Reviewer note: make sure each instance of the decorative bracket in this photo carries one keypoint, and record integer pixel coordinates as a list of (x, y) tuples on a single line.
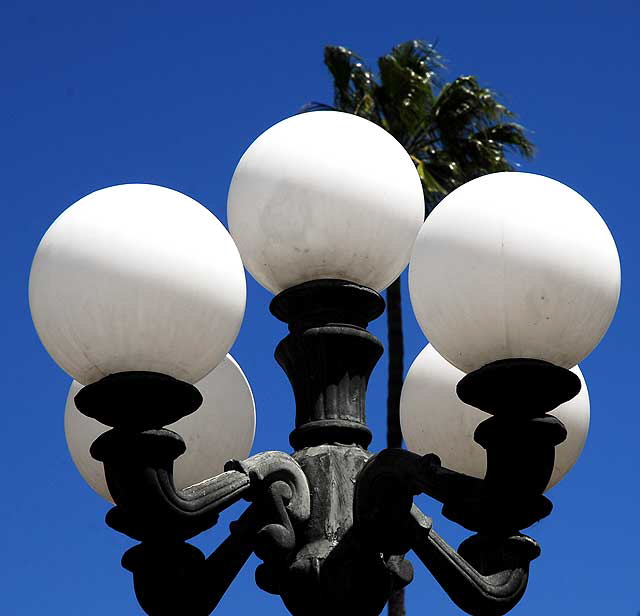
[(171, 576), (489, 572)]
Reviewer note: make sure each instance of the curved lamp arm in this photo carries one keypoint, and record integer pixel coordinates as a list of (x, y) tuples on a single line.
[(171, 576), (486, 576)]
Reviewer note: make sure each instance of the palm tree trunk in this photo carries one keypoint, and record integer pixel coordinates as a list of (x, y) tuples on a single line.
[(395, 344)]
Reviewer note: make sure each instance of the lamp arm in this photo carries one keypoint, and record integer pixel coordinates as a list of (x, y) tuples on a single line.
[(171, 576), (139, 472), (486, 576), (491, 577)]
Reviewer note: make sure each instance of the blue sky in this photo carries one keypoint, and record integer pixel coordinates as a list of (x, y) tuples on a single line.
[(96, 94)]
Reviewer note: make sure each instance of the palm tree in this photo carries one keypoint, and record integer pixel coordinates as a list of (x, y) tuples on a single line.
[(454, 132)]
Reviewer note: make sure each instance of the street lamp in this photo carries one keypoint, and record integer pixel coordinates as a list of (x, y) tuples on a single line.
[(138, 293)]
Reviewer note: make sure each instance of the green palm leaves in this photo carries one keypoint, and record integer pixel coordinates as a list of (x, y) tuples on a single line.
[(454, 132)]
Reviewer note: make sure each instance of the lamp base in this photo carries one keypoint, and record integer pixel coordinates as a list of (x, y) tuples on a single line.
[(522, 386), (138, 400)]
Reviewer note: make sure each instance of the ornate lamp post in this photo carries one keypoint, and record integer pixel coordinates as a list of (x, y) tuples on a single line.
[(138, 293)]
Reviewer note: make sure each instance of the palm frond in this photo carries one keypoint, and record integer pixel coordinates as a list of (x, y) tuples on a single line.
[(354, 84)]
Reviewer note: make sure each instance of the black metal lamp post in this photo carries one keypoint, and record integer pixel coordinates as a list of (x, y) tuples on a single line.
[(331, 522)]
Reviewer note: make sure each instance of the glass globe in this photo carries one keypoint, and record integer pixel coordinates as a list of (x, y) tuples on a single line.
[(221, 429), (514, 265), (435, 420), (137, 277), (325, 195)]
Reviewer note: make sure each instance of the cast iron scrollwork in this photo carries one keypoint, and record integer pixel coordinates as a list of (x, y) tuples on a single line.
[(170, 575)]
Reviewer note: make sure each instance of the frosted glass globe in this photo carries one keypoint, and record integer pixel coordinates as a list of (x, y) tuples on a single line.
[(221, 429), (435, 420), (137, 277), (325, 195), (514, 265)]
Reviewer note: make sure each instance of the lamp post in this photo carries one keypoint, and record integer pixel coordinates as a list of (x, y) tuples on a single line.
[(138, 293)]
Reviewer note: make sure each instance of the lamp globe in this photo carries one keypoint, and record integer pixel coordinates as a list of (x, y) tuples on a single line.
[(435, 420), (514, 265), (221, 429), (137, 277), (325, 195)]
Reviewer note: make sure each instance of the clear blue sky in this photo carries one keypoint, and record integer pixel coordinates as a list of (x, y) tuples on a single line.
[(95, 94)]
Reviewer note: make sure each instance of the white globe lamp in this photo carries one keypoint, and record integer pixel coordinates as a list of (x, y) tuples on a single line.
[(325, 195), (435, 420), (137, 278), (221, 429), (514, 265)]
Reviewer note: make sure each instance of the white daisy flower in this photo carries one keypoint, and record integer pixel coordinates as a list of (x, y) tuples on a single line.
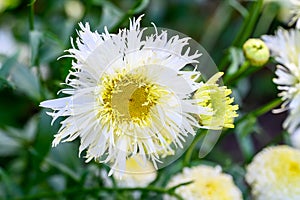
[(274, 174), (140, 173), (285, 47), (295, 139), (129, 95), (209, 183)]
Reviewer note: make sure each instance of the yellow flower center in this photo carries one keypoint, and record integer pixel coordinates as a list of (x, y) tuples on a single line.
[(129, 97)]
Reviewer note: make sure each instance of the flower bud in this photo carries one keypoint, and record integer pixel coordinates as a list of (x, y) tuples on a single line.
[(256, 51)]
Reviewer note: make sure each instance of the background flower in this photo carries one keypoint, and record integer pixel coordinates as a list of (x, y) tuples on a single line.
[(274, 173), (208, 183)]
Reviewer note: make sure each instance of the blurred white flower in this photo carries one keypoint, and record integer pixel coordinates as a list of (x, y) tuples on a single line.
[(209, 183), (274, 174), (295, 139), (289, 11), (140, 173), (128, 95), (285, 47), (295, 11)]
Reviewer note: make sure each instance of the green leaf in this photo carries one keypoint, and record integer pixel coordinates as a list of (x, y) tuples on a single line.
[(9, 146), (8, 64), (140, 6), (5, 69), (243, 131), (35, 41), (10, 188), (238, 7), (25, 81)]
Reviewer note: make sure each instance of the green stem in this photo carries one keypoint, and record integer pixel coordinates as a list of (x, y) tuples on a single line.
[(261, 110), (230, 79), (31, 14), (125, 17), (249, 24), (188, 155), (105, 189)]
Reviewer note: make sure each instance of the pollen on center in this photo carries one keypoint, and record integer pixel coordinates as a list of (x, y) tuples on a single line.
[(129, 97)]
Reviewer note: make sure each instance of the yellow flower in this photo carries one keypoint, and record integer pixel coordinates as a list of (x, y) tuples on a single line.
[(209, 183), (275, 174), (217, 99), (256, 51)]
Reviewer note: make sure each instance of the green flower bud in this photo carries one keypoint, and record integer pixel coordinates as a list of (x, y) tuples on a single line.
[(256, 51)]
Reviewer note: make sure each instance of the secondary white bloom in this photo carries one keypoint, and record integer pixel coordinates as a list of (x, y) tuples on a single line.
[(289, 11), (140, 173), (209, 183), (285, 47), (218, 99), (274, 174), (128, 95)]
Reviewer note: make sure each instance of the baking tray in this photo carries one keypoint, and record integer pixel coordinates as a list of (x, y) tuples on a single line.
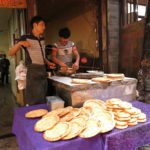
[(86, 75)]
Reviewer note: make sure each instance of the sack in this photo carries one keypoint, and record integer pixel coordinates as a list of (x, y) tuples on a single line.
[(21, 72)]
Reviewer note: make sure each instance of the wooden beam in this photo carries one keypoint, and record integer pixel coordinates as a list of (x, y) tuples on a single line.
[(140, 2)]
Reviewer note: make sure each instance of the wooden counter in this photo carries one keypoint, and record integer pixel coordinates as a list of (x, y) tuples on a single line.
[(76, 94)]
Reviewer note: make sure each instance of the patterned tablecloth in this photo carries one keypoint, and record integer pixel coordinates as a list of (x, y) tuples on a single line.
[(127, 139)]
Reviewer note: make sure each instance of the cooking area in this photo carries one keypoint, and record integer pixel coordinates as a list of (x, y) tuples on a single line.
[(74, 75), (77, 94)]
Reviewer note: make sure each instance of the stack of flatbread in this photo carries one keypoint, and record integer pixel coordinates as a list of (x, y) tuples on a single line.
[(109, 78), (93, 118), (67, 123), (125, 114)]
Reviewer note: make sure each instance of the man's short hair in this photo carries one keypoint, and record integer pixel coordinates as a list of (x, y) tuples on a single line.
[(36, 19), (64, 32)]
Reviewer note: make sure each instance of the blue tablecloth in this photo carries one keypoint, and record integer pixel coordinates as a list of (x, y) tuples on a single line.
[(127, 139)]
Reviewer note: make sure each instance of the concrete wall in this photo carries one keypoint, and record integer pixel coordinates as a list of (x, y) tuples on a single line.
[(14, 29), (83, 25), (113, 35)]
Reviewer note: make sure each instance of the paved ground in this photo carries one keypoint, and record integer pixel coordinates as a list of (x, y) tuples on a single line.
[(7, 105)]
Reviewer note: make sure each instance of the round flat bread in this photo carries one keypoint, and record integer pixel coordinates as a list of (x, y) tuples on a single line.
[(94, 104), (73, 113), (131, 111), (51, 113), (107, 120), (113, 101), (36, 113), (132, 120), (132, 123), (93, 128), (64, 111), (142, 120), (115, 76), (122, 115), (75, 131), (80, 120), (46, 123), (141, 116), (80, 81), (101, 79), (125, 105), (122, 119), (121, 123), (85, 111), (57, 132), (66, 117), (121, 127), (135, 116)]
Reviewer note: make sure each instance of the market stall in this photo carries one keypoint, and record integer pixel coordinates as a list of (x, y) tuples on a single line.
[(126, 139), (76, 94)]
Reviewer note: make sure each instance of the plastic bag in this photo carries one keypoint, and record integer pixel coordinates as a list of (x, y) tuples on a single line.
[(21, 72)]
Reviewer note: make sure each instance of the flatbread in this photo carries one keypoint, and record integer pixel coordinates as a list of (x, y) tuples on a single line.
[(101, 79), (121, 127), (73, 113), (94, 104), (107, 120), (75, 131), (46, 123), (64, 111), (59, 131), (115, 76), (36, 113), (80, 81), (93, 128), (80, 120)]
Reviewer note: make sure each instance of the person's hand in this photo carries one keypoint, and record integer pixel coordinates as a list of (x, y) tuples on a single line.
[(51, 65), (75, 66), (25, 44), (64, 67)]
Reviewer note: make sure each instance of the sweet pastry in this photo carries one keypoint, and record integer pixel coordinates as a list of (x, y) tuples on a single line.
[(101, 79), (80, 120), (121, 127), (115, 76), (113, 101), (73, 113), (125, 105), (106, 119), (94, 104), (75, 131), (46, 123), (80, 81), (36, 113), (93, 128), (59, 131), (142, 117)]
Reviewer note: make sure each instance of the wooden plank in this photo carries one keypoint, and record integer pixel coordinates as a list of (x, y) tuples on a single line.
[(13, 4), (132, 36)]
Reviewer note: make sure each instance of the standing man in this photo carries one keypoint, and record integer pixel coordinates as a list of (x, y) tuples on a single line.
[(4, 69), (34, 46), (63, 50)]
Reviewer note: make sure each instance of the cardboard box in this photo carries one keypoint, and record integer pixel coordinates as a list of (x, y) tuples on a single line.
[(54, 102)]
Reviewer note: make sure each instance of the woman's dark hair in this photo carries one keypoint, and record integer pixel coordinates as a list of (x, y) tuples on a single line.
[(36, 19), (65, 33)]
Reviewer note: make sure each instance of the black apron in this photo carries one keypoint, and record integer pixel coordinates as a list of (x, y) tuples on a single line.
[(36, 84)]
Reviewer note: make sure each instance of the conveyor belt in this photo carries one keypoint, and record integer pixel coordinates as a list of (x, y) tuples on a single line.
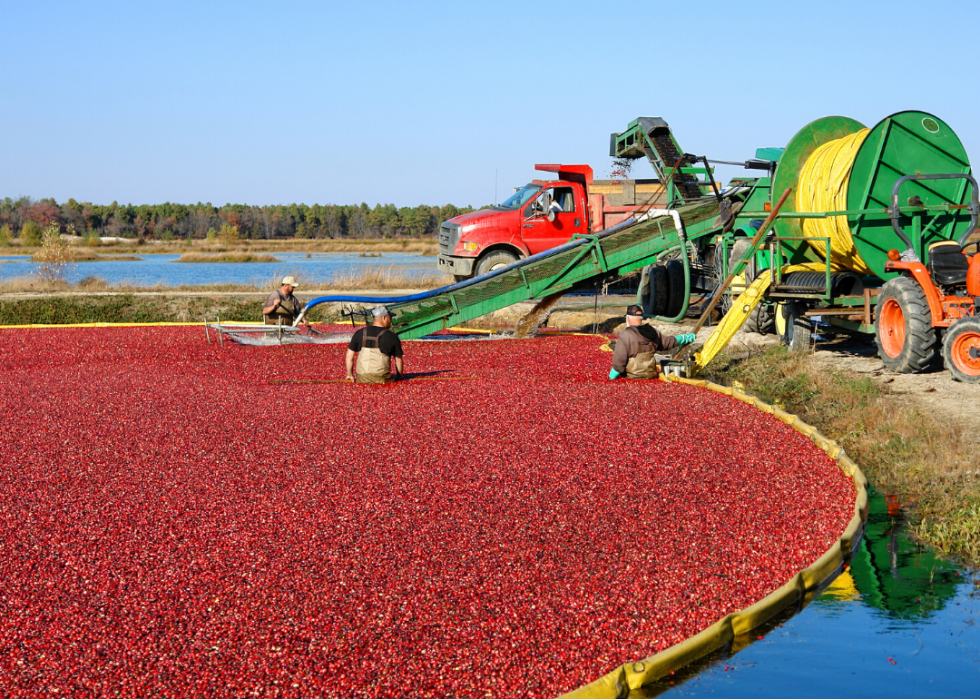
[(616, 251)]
==================================================
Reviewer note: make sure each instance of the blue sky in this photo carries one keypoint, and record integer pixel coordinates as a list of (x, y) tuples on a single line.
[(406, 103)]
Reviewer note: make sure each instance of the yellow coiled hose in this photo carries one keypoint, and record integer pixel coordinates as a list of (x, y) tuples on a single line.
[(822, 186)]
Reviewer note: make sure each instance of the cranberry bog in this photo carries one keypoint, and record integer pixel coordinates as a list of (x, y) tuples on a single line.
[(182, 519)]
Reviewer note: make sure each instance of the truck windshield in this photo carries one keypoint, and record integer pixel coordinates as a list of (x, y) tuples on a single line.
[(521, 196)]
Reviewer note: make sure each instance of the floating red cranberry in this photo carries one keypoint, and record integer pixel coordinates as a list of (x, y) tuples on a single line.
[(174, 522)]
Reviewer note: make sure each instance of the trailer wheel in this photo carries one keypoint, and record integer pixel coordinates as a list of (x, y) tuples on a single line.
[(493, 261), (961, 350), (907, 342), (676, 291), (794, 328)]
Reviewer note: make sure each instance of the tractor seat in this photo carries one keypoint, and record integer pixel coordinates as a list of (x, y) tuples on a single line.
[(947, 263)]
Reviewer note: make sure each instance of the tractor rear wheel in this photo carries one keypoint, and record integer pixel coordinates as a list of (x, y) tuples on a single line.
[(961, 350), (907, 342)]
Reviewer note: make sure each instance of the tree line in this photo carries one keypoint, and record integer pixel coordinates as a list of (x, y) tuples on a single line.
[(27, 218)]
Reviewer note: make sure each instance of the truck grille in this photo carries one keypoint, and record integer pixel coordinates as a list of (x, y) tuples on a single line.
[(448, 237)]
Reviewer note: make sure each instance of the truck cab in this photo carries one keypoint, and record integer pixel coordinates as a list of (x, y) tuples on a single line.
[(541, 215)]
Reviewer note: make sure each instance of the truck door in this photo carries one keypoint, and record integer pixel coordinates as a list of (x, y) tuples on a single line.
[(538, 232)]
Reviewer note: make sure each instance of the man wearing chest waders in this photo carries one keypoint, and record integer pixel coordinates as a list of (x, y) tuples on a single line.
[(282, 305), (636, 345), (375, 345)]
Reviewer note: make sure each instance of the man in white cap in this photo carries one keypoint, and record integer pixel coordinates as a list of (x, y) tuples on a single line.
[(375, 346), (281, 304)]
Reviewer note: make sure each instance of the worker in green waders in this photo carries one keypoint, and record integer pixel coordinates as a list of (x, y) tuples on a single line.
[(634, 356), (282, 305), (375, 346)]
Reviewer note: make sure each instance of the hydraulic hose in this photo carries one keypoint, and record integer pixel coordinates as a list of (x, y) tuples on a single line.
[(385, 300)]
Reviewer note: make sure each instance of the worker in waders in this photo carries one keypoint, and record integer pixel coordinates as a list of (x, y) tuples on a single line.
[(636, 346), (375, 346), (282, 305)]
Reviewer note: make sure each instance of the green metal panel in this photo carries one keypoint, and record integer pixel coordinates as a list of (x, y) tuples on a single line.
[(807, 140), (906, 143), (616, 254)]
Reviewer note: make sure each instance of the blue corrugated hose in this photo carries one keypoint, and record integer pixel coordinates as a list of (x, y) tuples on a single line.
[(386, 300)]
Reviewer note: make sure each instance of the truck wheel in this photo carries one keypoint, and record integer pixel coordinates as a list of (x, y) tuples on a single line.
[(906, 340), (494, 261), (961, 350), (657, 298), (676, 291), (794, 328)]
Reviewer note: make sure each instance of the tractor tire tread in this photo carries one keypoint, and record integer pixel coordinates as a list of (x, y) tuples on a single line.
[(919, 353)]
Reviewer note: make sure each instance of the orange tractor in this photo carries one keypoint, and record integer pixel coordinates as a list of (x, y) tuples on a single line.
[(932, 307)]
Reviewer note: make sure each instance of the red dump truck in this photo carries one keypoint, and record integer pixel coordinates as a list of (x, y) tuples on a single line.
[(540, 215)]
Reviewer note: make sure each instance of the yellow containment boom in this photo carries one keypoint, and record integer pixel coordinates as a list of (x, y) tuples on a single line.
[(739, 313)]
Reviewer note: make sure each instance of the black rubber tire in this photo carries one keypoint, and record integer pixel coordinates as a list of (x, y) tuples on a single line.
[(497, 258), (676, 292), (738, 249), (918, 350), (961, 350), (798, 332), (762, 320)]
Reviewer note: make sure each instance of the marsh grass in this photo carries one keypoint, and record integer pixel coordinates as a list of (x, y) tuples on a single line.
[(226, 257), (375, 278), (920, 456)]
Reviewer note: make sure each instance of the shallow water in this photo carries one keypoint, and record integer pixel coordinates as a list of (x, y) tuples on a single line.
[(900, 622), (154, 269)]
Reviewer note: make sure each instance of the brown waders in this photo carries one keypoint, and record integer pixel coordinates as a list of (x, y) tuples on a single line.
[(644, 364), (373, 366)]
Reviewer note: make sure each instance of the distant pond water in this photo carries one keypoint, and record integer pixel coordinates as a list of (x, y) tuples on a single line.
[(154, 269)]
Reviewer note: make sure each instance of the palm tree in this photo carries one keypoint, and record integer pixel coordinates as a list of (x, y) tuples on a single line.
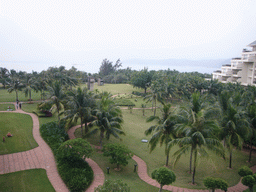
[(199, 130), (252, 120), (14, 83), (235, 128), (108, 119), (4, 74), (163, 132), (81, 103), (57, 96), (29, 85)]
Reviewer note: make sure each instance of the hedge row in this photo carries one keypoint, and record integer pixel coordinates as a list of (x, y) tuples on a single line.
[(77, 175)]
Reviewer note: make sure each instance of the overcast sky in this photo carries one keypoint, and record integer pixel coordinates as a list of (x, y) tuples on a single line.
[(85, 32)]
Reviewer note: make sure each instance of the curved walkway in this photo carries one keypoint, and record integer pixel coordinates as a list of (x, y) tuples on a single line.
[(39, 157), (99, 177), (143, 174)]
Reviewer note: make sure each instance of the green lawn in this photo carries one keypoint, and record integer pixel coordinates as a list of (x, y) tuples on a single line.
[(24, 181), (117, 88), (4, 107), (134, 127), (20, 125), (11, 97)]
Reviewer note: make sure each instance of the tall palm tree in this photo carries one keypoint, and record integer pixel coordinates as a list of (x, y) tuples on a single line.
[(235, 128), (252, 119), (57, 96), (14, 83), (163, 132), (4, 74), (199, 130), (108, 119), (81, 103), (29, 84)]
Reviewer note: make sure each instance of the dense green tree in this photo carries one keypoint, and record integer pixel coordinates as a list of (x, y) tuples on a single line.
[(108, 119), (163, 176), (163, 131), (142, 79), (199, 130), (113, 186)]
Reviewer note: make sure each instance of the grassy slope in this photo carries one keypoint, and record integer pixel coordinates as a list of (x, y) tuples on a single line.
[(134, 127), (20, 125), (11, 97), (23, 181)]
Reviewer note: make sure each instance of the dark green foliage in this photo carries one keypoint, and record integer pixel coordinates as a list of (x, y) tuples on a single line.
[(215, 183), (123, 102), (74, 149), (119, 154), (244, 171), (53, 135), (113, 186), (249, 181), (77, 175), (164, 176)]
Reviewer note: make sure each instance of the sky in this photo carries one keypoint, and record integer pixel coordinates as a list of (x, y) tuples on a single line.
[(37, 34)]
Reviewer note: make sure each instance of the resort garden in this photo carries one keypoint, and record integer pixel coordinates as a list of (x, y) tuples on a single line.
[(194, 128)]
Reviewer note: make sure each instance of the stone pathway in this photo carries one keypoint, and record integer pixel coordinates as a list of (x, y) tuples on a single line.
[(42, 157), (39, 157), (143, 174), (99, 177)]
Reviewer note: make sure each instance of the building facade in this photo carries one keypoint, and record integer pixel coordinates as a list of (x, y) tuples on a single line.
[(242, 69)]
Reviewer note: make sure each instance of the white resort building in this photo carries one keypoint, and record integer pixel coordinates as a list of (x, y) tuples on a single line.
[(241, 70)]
==================================================
### The exercise:
Reproduce the material above verbatim, from the line containing "Reviewer note: make sure each instance of the red" through the line containing "[(540, 215)]", both included.

### Written reply:
Reviewer note: make sure each instance of the red dump truck in this photo carries one keypoint, and record integer pixel coordinates as a list of (x, y) tuples on a single line.
[(540, 215)]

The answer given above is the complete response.